Text excerpt -
══════════════════════════════

# my dogs mohawk



## geo fishtown (Dec 11, 2010)

Does anyone no why my pitbullgear gets weird mohawks all the way down her back when she is around other dogs?


----------



## Carriana (May 13, 2008)

It's dog body language and is called Piloerection. It's a similar involuntray physical reaction like goose bunmps.

Piloerection


----------



## geo fishtown (Dec 11, 2010)

So its not a sign of dog agresion


----------



## Carriana (May 13, 2008)

Well, not necessarily, however I would be very conscious of your dog's behavior. What can start out as a fear response can very quickly turn into a fight. Where is your dog encountering other dogs? A dog park?


----------



## geo fishtown (Dec 11, 2010)

Actually at my garage she plays with a 160 pound st Bernard its her best friend .she has never got aggressive I just didn't know what that meant.


----------



## Wingman (Oct 21, 2009)

I'd be aware of other body language that goes along with it. Whenever my dog sees things outside and goes after it barking all her hair stands up, as if she's "ON ALERT" ...ha


----------



## k8nkane (Jul 9, 2010)

The only thing piloerection means is high excitement/arousal. Whether it's because of playing or fear or aggression, what have you. You can't look at just the piloerection and say that dog is afraid or going to be aggressive or is simply really excited to be playing around. You have to take her other body language into consideration.


----------



## Padlock (Nov 19, 2010)

:rofl: werd!


----------



## geo fishtown (Dec 11, 2010)

Thanks for the info.and she does get extremely excited when she is around other dogs.


----------



## PerfectPit (Aug 2, 2010)

Mine does that too. I think it is due to being beat up by his brother twice so he is on alert when another dog is around. However he does listen when I tell him to sit/stay until the dog passes by.

══════════════════════════════

Bounding box annotation records -
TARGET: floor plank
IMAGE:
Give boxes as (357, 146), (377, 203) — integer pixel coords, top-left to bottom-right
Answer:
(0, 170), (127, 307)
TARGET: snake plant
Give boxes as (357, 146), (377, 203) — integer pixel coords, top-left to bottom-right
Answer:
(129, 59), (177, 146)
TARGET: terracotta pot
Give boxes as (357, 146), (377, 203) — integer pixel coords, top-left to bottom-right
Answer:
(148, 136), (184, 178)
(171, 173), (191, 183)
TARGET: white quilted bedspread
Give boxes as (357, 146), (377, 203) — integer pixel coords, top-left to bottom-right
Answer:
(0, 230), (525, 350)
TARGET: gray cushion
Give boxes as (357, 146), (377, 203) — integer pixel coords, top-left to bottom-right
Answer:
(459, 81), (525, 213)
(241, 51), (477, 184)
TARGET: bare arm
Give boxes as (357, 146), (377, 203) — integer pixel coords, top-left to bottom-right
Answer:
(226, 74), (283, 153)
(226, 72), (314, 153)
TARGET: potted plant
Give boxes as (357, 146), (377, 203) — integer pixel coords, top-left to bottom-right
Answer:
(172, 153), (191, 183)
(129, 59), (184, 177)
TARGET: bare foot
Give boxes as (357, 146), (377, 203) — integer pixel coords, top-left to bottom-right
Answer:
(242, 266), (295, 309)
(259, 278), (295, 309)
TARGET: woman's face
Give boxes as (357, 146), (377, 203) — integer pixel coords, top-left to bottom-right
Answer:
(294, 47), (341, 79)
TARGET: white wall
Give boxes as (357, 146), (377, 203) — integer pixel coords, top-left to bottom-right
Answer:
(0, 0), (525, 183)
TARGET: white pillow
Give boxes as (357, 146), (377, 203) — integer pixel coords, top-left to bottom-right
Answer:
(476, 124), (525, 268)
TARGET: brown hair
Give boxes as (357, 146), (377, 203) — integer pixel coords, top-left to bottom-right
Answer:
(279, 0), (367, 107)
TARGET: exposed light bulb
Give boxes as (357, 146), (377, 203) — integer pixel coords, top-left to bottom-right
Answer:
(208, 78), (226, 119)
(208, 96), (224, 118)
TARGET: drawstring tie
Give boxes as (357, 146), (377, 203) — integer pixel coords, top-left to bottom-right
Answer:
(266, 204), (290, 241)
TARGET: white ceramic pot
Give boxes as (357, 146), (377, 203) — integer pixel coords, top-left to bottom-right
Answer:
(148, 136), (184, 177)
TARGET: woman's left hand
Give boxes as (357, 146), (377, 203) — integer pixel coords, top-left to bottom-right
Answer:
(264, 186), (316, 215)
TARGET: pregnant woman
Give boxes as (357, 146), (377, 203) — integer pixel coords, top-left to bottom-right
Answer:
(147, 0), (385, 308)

══════════════════════════════

Set task 1 - According to the mohawk thread, what is the name for a dog's hair standing up along its back?
Set task 2 - Please recast the records as a numbered list, from the line holding "TARGET: pregnant woman" through the end of the records, inclusive, leaving out any blank lines.
These records are unrelated to the mohawk thread.

Exercise response 1 - Piloerection.

Exercise response 2 -
1. TARGET: pregnant woman
2. Give boxes as (357, 146), (377, 203) — integer pixel coords, top-left to bottom-right
3. Answer:
4. (147, 0), (385, 308)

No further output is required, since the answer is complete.